--- WRITTEN EXERCISE ---
Without the pictures, print each of the records below exactly as it appears.

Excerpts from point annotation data

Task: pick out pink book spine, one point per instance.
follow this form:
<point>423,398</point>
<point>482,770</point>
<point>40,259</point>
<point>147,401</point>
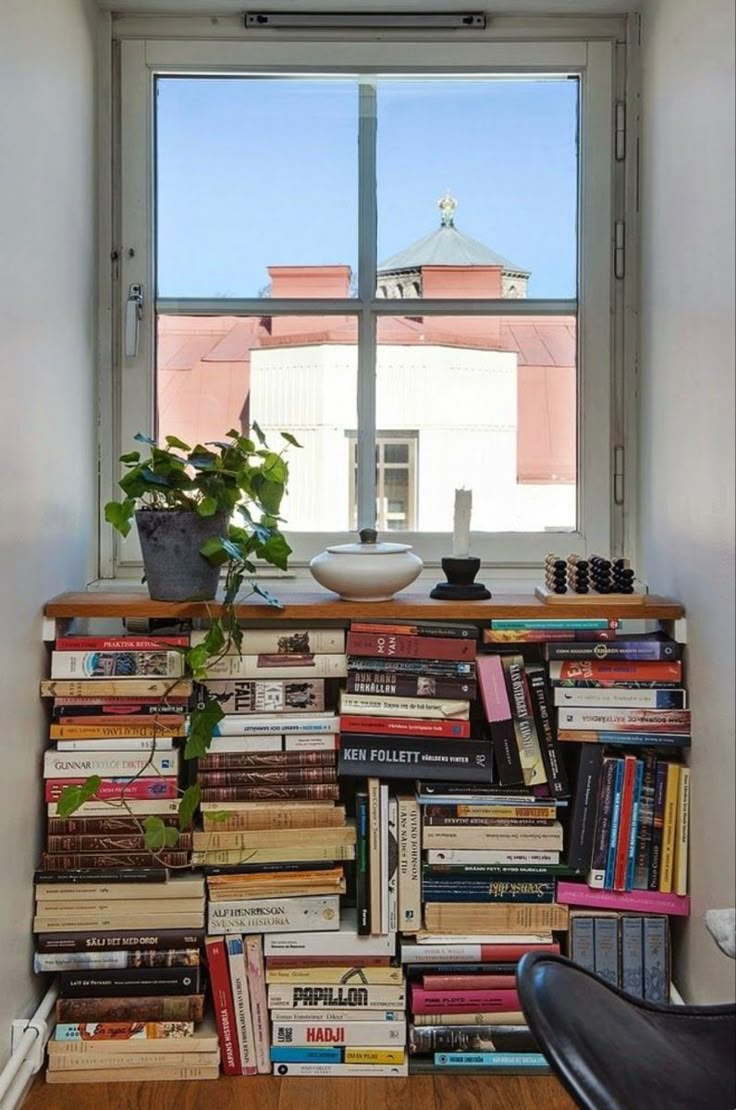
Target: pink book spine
<point>464,1001</point>
<point>140,788</point>
<point>638,901</point>
<point>259,1002</point>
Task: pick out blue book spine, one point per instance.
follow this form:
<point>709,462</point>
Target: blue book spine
<point>615,817</point>
<point>491,1059</point>
<point>303,1053</point>
<point>636,805</point>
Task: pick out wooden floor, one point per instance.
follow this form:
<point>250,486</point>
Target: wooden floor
<point>420,1092</point>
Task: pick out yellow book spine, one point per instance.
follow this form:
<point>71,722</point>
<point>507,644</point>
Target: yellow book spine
<point>668,828</point>
<point>682,835</point>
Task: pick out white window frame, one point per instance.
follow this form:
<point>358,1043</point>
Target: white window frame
<point>128,386</point>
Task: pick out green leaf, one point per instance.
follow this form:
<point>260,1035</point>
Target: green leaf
<point>188,805</point>
<point>158,836</point>
<point>72,797</point>
<point>208,506</point>
<point>173,441</point>
<point>119,514</point>
<point>202,724</point>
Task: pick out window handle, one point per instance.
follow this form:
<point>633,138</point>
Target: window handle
<point>133,316</point>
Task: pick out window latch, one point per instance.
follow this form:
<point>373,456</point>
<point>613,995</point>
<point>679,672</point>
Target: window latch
<point>133,316</point>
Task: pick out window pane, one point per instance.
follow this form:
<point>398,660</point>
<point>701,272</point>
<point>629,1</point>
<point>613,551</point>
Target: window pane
<point>256,185</point>
<point>477,188</point>
<point>289,373</point>
<point>493,404</point>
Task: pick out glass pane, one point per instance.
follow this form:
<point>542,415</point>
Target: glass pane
<point>477,188</point>
<point>492,401</point>
<point>256,187</point>
<point>289,373</point>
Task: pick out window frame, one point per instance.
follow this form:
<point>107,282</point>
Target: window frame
<point>128,385</point>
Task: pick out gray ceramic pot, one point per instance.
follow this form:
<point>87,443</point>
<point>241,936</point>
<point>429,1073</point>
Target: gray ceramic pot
<point>170,543</point>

--- TASK RESPONSE ---
Task: pick out pink book spine, one point per instance.
follow this form:
<point>423,398</point>
<point>482,770</point>
<point>40,259</point>
<point>147,401</point>
Target: pink book spine
<point>464,1001</point>
<point>140,788</point>
<point>638,901</point>
<point>259,1002</point>
Task: pick out blue book spine, one point per instance.
follow this form:
<point>709,462</point>
Target: blue book spine
<point>615,817</point>
<point>491,1059</point>
<point>303,1053</point>
<point>636,805</point>
Task: pick out wooden floor, one point per instance.
follow this form:
<point>250,486</point>
Target: wooden floor
<point>420,1092</point>
Task: pick out yellow book spine, one point per instance.
follow this form:
<point>71,722</point>
<point>507,644</point>
Target: yellow book spine
<point>668,828</point>
<point>682,835</point>
Task: pick out white window frame, one point per instance.
follow this form:
<point>358,1043</point>
Target: white window frame
<point>128,386</point>
Task: pick out green leaf, one point per instance.
follow this form:
<point>260,1035</point>
Target: green leaf
<point>188,805</point>
<point>158,836</point>
<point>72,797</point>
<point>208,506</point>
<point>173,441</point>
<point>119,514</point>
<point>202,724</point>
Task: pick out window handle, one point per instance.
follow this form:
<point>633,138</point>
Target: window handle
<point>133,316</point>
Task: pick out window latch, one point per instance.
follow this form:
<point>373,456</point>
<point>613,995</point>
<point>679,672</point>
Target: window latch
<point>133,316</point>
Task: pick out window pane, one point per instance.
follow this form:
<point>398,660</point>
<point>701,272</point>
<point>629,1</point>
<point>613,551</point>
Target: window pane
<point>256,185</point>
<point>477,188</point>
<point>289,373</point>
<point>493,404</point>
Task: pick out glass pane, one point per instance.
follow this form:
<point>542,415</point>
Target: glass pane
<point>477,188</point>
<point>492,401</point>
<point>256,187</point>
<point>289,373</point>
Task: pick out window frame, one point per instance.
follow this form:
<point>107,282</point>
Target: window frame
<point>128,385</point>
Task: pick out gray ceramic pot, one point per instance.
follow this form:
<point>87,443</point>
<point>241,936</point>
<point>429,1073</point>
Target: gray ceramic pot
<point>170,543</point>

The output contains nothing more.